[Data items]
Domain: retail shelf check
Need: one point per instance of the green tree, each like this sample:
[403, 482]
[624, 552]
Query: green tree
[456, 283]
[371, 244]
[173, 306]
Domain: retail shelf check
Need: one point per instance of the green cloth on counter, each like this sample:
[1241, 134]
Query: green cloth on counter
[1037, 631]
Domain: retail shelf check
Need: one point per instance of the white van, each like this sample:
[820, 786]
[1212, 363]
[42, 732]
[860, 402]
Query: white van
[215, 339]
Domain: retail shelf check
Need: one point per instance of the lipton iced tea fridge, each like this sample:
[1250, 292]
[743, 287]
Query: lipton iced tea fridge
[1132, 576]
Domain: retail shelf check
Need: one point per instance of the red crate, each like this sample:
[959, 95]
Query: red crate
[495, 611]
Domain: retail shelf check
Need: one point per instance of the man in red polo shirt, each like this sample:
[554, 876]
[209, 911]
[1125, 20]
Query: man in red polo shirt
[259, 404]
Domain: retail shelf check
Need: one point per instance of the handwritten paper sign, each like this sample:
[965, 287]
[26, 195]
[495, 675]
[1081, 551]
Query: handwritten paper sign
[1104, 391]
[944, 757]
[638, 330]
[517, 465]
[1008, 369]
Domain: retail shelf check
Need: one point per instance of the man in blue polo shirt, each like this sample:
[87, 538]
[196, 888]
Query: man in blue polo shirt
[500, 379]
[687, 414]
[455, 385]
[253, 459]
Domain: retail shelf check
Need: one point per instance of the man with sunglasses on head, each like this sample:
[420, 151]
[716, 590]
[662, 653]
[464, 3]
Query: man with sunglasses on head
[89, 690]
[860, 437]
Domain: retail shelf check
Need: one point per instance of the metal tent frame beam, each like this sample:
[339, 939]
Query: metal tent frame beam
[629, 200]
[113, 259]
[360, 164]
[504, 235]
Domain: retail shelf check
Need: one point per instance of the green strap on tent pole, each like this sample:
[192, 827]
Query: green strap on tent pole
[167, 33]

**CHALLENGE**
Report each line in the records that contains the string "tent", treating uppercase and lowercase letters as different.

**RESULT OF THIS TASK**
Need: one point per instance of the metal tent frame beam, each like this sample:
Query: metal tent frame beam
Need: one point per instance of the green strap on tent pole, each like this sample:
Query: green strap on tent pole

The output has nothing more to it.